### JOB
Return exactly the lines that run from the one containing "Phrase: rear tire" to the end of the entries, with both ends included.
START DATASET RECORDS
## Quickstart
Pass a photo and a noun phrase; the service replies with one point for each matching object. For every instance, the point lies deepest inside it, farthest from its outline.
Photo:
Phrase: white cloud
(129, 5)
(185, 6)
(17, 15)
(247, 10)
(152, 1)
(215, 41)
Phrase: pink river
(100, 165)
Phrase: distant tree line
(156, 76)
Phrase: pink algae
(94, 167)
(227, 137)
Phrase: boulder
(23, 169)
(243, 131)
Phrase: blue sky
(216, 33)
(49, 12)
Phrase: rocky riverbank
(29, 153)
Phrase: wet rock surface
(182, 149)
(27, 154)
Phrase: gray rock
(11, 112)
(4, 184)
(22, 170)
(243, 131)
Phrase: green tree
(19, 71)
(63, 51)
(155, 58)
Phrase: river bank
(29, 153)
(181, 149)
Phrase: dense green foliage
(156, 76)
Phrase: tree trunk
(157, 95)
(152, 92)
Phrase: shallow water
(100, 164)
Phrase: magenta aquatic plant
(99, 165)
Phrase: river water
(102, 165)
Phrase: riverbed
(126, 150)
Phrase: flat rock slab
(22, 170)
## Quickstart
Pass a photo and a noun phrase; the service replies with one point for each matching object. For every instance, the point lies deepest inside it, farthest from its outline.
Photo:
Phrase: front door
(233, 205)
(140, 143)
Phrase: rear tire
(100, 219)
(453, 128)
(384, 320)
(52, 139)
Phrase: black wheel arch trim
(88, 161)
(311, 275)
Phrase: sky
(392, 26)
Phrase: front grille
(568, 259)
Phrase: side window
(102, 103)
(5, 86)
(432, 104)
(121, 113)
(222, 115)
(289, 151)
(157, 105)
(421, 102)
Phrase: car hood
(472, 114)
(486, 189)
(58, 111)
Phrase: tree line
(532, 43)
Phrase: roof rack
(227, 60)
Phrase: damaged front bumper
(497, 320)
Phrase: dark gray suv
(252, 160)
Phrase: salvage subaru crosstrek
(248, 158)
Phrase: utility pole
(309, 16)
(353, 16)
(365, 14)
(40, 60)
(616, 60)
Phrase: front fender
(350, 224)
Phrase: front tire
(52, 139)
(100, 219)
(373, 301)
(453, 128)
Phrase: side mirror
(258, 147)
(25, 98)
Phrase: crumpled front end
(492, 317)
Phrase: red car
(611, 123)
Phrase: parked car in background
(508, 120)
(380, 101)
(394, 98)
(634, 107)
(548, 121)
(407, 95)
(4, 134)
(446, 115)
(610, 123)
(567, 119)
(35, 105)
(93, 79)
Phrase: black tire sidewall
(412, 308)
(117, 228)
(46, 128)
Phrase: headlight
END DATASET RECORDS
### OUTPUT FOR THIS TASK
Phrase: rear tire
(100, 219)
(453, 128)
(384, 320)
(52, 139)
Phrase: black wheel arch trim
(88, 161)
(311, 275)
Phrase: sky
(392, 26)
Phrase: front grille
(568, 259)
Phrase: side window
(102, 103)
(5, 86)
(432, 104)
(121, 113)
(222, 115)
(289, 151)
(157, 105)
(421, 102)
Phrase: car hood
(472, 114)
(486, 189)
(58, 111)
Phrase: tree line
(532, 43)
Phrase: roof rack
(227, 60)
Phrase: damaged front bumper
(497, 320)
Phrase: dark gray suv
(252, 160)
Phrase: salvage subaru crosstrek
(248, 158)
Phrase: utility pole
(309, 16)
(353, 16)
(365, 14)
(40, 60)
(616, 60)
Phrase: front fender
(350, 224)
Phrase: front tire
(52, 139)
(100, 219)
(373, 301)
(453, 128)
Phrase: side mirror
(258, 147)
(25, 98)
Phrase: crumpled front end
(492, 317)
Phrase: red car
(611, 123)
Phrase: parked car in background
(508, 120)
(380, 101)
(394, 98)
(634, 107)
(548, 121)
(407, 95)
(4, 134)
(446, 115)
(610, 123)
(567, 119)
(35, 105)
(93, 79)
Phrase: black tire sidewall
(412, 308)
(117, 228)
(46, 128)
Phrase: headlight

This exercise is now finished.